Please restate each entry word for word.

(Saved entries)
----

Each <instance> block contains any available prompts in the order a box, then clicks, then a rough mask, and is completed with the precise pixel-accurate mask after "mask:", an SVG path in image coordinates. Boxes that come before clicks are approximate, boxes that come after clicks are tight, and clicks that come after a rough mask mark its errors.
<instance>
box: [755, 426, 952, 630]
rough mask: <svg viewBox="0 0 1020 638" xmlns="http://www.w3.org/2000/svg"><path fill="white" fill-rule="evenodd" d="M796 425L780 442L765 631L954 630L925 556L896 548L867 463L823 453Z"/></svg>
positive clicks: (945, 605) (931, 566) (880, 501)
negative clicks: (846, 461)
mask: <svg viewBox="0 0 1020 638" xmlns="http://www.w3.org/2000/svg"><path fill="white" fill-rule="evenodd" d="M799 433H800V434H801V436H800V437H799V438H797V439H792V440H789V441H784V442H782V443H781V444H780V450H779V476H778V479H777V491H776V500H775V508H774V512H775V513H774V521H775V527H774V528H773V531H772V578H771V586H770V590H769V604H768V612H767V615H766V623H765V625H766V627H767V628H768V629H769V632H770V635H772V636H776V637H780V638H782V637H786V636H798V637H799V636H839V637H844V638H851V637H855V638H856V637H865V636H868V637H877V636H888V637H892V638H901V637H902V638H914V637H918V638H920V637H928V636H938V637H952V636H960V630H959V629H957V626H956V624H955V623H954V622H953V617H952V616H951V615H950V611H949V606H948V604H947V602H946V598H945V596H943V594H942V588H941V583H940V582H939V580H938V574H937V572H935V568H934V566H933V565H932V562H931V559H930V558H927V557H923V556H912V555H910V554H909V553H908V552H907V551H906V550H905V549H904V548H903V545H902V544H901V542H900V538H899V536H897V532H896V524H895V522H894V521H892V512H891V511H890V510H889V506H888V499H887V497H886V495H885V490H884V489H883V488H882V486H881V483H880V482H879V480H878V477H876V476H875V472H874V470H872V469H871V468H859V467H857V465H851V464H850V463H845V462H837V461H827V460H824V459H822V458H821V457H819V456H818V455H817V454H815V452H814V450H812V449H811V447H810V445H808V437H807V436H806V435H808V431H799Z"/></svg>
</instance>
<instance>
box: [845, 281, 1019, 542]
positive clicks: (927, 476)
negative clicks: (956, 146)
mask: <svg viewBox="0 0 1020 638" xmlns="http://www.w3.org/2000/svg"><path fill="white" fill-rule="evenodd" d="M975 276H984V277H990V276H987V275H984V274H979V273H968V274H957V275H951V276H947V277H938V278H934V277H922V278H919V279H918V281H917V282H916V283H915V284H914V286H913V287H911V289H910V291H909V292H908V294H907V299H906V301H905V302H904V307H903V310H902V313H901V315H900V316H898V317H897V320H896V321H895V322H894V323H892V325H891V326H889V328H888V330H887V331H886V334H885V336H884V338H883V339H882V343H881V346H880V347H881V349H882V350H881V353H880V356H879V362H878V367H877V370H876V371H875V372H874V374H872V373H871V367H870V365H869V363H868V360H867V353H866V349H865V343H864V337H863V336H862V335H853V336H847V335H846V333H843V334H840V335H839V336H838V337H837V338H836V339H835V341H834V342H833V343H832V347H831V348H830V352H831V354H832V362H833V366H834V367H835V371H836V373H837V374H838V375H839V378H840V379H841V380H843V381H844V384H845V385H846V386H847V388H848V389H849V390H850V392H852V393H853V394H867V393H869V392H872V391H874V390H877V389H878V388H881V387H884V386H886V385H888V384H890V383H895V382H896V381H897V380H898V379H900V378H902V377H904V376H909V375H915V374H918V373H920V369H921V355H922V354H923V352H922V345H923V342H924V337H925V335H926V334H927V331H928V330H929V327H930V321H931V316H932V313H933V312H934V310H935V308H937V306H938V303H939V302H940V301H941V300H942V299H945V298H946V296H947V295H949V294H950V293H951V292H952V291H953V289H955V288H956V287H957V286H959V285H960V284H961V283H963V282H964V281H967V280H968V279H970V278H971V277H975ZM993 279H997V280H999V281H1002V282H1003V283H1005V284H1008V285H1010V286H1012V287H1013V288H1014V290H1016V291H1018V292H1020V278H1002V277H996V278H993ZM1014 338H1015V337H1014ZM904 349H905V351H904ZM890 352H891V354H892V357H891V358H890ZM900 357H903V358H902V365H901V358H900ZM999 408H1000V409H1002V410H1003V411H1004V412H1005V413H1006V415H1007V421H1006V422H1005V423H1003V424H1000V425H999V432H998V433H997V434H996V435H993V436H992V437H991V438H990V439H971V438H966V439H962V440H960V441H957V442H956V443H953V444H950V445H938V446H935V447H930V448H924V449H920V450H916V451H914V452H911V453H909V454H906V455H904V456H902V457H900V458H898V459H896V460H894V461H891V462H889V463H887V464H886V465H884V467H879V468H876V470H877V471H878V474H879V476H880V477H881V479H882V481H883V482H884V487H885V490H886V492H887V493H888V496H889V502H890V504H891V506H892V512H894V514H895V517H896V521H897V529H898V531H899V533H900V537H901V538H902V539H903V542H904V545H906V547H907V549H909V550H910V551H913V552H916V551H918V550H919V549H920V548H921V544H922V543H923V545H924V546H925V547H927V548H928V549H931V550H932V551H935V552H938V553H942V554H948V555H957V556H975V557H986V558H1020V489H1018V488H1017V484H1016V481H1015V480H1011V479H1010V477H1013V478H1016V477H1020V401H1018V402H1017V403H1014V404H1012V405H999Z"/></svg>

----

= ANSWER TO THIS EXERCISE =
Each <instance> block contains any available prompts in the order a box, then clicks, then a rough mask, and is completed with the precise pixel-accurate mask after "mask:", an SVG path in image coordinates. Boxes that come before clicks are approximate, boxes that come after clicks are tight, and clicks that come after a rough mask mark its errors.
<instance>
box: [755, 426, 952, 630]
rough mask: <svg viewBox="0 0 1020 638" xmlns="http://www.w3.org/2000/svg"><path fill="white" fill-rule="evenodd" d="M796 425L780 442L765 631L954 630L925 556L896 548L867 463L823 453Z"/></svg>
positive clicks: (945, 605) (931, 566) (880, 501)
negative clicks: (846, 461)
mask: <svg viewBox="0 0 1020 638" xmlns="http://www.w3.org/2000/svg"><path fill="white" fill-rule="evenodd" d="M799 433H800V434H801V436H800V437H799V438H797V439H792V440H789V441H784V442H782V443H781V444H780V450H779V476H778V479H777V491H776V500H775V508H774V512H775V513H774V521H775V527H774V528H773V531H772V578H771V586H770V590H769V604H768V612H767V615H766V623H765V625H766V627H767V628H768V629H769V632H770V635H772V636H776V637H780V638H782V637H786V636H798V637H799V636H839V637H844V638H851V637H855V638H856V637H865V636H868V637H877V636H888V637H892V638H901V637H902V638H914V637H918V638H920V637H928V636H938V637H952V636H960V630H959V629H957V626H956V624H955V623H954V622H953V617H952V616H951V615H950V611H949V606H948V604H947V602H946V598H945V596H943V594H942V588H941V583H940V582H939V580H938V574H937V572H935V568H934V566H933V565H932V562H931V559H930V558H927V557H923V556H912V555H910V554H909V553H908V552H907V551H906V550H905V549H904V548H903V545H902V544H901V542H900V538H899V536H897V532H896V524H895V522H894V521H892V512H891V511H890V510H889V506H888V499H887V497H886V495H885V490H884V489H883V488H882V486H881V483H880V482H879V480H878V477H876V476H875V472H874V470H872V469H871V468H859V467H857V465H851V464H850V463H845V462H837V461H827V460H824V459H822V458H821V457H819V456H818V455H817V454H815V452H814V450H812V449H811V447H810V445H808V437H807V436H806V435H808V431H799Z"/></svg>
</instance>
<instance>
box: [845, 281, 1019, 542]
positive clicks: (927, 476)
negative clicks: (956, 146)
mask: <svg viewBox="0 0 1020 638" xmlns="http://www.w3.org/2000/svg"><path fill="white" fill-rule="evenodd" d="M975 276H984V277H990V276H987V275H984V274H979V273H968V274H957V275H951V276H947V277H938V278H934V277H922V278H919V279H918V281H917V282H916V283H915V284H914V286H913V287H911V289H910V291H909V292H908V294H907V299H906V301H905V302H904V307H903V310H902V313H901V315H900V316H898V317H897V320H896V321H895V322H894V323H892V325H891V326H889V328H888V330H887V331H886V334H885V336H884V338H883V339H882V343H881V346H880V347H881V349H882V350H881V353H880V356H879V362H878V367H877V370H876V371H875V372H874V374H872V373H871V367H870V365H869V363H868V360H867V353H866V349H865V343H864V337H863V336H862V335H853V336H847V335H846V333H843V334H840V335H839V336H838V337H837V338H836V339H835V341H834V342H833V343H832V347H831V348H830V352H831V354H832V362H833V366H834V367H835V371H836V373H837V374H838V375H839V378H840V379H841V380H843V381H844V384H845V385H846V386H847V388H848V389H849V390H850V392H852V393H853V394H867V393H869V392H872V391H874V390H877V389H878V388H881V387H884V386H886V385H888V384H890V383H895V382H896V381H897V380H898V379H900V378H902V377H904V376H909V375H915V374H918V373H920V369H921V355H922V354H923V352H922V345H923V342H924V337H925V335H926V334H927V331H928V330H929V327H930V321H931V316H932V313H933V312H934V310H935V308H937V306H938V303H939V302H940V301H941V300H942V299H945V298H946V296H947V295H949V294H950V293H951V292H952V291H953V289H955V288H956V287H957V286H959V285H960V284H961V283H963V282H964V281H967V280H968V279H970V278H971V277H975ZM993 279H997V280H999V281H1002V282H1003V283H1005V284H1008V285H1010V286H1012V287H1013V288H1014V290H1016V291H1018V292H1020V278H1002V277H996V278H993ZM1014 338H1015V337H1014ZM904 349H905V351H904ZM890 352H891V354H892V357H891V358H890ZM900 357H903V358H902V365H901V358H900ZM999 408H1000V409H1002V410H1003V411H1004V412H1005V413H1006V415H1007V421H1006V422H1005V423H1003V424H1000V425H999V432H998V433H997V434H996V435H993V436H992V437H991V438H990V439H971V438H966V439H962V440H960V441H957V442H956V443H953V444H950V445H938V446H935V447H930V448H924V449H920V450H916V451H914V452H911V453H909V454H906V455H904V456H902V457H900V458H898V459H896V460H894V461H891V462H889V463H887V464H886V465H884V467H879V468H876V470H877V471H878V474H879V476H880V477H881V479H882V481H883V482H884V487H885V490H886V492H887V493H888V496H889V502H890V504H891V506H892V512H894V514H895V517H896V521H897V529H898V531H899V533H900V537H901V538H902V539H903V542H904V545H906V547H907V549H909V550H910V551H913V552H916V551H918V550H919V549H920V548H921V544H922V543H923V545H924V546H925V547H927V548H928V549H931V550H932V551H935V552H938V553H942V554H948V555H957V556H975V557H986V558H1020V489H1018V488H1017V484H1016V481H1015V480H1011V479H1010V477H1013V478H1016V477H1020V401H1018V402H1017V403H1014V404H1012V405H999Z"/></svg>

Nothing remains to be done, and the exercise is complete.